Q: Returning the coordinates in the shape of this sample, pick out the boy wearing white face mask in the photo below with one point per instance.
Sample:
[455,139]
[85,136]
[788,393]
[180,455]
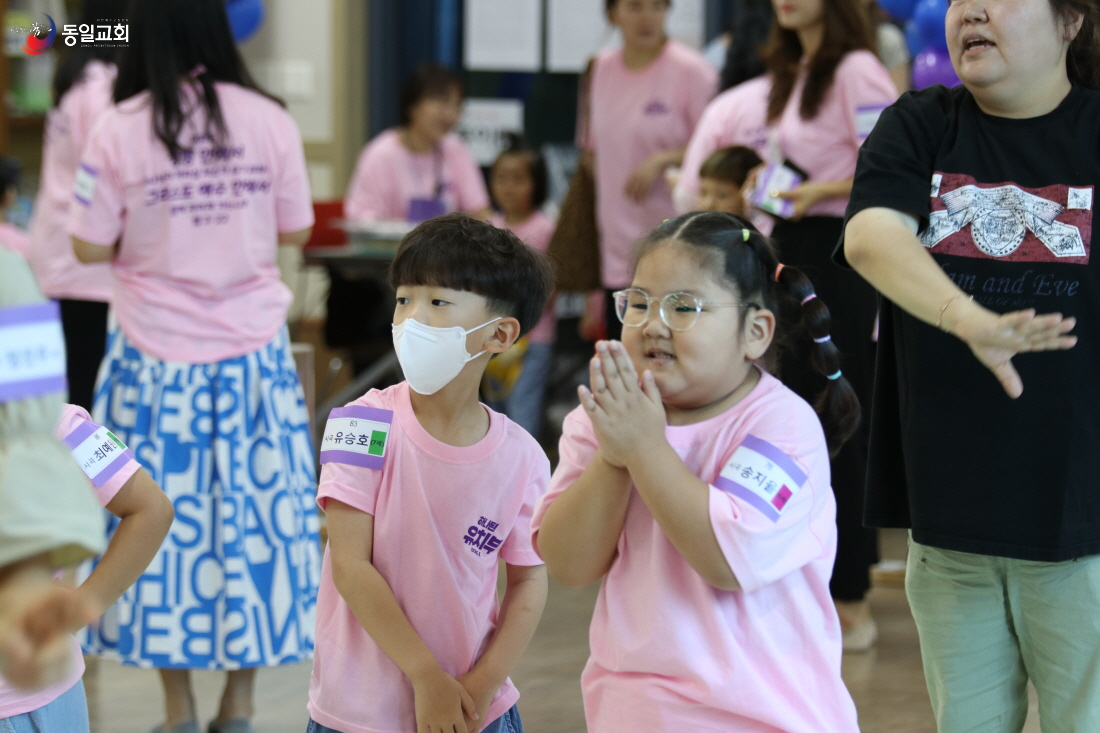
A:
[425,488]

....................

> **To be done**:
Reproduce the listing above word for word, keeping every line in its original order but omitting the picture.

> **Written response**:
Q: Returning the coordinates in the shape of this sample, pick out the boy wearing white face mask in the photo below with one point per instance.
Sample:
[455,139]
[85,136]
[788,393]
[180,455]
A:
[425,488]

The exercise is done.